┌────────

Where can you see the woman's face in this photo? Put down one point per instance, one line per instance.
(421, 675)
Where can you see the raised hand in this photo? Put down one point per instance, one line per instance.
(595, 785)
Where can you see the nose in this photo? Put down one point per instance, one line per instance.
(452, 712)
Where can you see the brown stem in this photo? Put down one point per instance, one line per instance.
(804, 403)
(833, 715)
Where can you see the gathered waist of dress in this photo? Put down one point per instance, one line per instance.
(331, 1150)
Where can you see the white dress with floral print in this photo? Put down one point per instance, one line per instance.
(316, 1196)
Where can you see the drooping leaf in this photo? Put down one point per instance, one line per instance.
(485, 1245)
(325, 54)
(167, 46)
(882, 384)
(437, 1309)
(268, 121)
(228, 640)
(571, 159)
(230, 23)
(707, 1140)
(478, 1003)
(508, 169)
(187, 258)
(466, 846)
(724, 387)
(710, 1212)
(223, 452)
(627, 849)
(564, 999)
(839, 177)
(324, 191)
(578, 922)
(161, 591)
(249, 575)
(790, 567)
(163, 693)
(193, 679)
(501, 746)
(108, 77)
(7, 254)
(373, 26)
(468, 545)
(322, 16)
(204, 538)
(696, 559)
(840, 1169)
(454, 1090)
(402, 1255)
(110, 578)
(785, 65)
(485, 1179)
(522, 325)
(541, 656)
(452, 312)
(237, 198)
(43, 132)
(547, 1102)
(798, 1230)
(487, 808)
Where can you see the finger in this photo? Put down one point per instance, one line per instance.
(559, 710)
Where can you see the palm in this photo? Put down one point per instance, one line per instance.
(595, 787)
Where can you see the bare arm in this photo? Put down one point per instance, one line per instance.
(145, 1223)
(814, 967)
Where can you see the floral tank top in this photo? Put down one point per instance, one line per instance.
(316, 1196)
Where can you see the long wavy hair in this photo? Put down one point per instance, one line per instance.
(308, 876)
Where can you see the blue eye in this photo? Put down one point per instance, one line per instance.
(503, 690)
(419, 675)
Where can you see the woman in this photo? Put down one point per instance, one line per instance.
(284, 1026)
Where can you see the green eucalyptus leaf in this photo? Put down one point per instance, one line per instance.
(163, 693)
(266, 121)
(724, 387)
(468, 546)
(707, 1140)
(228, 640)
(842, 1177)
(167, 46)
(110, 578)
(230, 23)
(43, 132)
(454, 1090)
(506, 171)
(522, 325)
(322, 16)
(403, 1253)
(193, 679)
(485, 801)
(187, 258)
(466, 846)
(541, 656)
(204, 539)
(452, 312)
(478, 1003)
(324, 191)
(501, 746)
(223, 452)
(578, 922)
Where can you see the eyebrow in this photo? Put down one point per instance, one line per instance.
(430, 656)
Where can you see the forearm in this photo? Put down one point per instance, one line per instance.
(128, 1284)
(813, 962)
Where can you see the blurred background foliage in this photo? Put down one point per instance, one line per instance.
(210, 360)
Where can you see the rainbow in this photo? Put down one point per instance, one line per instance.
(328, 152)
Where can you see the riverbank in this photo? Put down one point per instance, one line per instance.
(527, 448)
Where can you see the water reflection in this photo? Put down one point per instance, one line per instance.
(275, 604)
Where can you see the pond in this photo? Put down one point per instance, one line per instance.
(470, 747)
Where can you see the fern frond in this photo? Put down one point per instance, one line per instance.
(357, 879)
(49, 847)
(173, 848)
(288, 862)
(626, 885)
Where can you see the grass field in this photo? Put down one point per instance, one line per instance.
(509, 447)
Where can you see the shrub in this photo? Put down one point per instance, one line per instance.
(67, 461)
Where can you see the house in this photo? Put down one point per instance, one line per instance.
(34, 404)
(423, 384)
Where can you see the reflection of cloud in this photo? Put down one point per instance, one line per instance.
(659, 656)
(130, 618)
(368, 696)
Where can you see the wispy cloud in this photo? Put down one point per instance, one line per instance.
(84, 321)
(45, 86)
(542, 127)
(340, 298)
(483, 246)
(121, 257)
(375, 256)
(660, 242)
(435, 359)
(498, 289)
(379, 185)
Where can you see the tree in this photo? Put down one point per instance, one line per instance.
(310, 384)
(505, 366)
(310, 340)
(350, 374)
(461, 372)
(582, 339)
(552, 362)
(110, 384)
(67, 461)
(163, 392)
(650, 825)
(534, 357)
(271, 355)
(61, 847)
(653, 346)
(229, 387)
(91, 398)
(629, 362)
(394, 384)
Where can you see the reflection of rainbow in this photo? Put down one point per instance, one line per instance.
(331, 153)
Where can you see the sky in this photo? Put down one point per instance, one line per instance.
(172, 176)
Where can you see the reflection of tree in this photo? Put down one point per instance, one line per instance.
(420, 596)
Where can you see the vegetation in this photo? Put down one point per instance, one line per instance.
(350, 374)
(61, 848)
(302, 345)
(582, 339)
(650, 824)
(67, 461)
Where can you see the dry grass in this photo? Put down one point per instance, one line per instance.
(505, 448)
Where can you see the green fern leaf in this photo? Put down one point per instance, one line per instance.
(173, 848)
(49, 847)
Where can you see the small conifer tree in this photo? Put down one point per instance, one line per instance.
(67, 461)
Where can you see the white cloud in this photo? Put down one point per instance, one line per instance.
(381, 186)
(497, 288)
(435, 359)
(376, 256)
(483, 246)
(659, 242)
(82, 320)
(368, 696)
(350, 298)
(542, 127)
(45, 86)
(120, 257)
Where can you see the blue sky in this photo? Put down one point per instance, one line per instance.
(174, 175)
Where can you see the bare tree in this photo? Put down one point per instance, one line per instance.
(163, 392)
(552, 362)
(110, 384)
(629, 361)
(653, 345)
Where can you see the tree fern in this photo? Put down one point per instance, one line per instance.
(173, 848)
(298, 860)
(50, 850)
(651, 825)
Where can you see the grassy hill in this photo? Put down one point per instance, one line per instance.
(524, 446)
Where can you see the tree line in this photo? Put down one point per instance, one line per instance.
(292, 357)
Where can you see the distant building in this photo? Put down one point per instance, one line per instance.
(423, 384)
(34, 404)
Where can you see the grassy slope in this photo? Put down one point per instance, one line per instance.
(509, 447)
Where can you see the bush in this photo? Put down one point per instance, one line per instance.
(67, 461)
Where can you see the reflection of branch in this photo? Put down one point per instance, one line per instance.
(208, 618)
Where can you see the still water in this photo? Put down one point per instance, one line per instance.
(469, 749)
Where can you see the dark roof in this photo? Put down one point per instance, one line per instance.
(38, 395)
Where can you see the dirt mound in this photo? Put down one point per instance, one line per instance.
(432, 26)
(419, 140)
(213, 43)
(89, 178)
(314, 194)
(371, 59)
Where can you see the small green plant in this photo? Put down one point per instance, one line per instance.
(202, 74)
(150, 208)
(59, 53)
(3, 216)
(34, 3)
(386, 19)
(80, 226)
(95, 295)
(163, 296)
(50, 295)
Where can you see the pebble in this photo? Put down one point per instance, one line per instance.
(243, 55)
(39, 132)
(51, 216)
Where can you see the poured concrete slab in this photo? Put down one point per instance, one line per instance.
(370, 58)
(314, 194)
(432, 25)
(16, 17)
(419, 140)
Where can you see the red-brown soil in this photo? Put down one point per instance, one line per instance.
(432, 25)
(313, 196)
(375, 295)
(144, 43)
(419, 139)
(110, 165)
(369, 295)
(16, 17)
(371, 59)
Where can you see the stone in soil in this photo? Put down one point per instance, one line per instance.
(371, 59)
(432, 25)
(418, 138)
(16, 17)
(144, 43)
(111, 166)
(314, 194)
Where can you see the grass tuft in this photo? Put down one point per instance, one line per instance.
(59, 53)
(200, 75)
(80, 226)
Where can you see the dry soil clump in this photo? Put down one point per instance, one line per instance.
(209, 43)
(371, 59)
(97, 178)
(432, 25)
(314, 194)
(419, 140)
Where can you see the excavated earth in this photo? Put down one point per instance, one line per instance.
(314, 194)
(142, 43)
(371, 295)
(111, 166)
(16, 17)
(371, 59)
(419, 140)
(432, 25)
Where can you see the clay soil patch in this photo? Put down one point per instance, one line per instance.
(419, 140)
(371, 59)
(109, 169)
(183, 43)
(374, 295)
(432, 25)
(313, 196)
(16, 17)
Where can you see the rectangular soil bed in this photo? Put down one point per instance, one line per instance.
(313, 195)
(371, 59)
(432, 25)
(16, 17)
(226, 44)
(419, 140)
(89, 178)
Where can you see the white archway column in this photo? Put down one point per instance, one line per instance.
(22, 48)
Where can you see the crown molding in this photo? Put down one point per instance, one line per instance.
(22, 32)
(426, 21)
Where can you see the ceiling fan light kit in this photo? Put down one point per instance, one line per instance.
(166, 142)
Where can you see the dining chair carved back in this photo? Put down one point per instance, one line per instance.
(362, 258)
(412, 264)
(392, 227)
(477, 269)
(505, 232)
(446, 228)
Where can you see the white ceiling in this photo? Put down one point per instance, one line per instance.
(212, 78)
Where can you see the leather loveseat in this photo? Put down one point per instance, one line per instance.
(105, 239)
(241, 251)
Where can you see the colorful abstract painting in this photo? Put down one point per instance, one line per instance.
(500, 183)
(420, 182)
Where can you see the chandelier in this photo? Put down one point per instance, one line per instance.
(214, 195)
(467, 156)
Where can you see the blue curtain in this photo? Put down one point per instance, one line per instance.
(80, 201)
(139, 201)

└────────

### What is needed
Reproduce the portion of the listing that begins with the line containing "Where can you see the colorful" and continues through the end of the listing, substituting "navy drape" for "blue curtain" and leaving everything else unchanged.

### Answer to this task
Where can you see the colorful abstract painting in this photo? Put down one point per instance, one line per instance.
(500, 183)
(420, 182)
Where can you see the chandelier in this photo? Put down one point per instance, one line per instance.
(214, 195)
(467, 156)
Where can you see the navy drape in this photo? Put down one point per instance, one line per instance.
(80, 201)
(139, 201)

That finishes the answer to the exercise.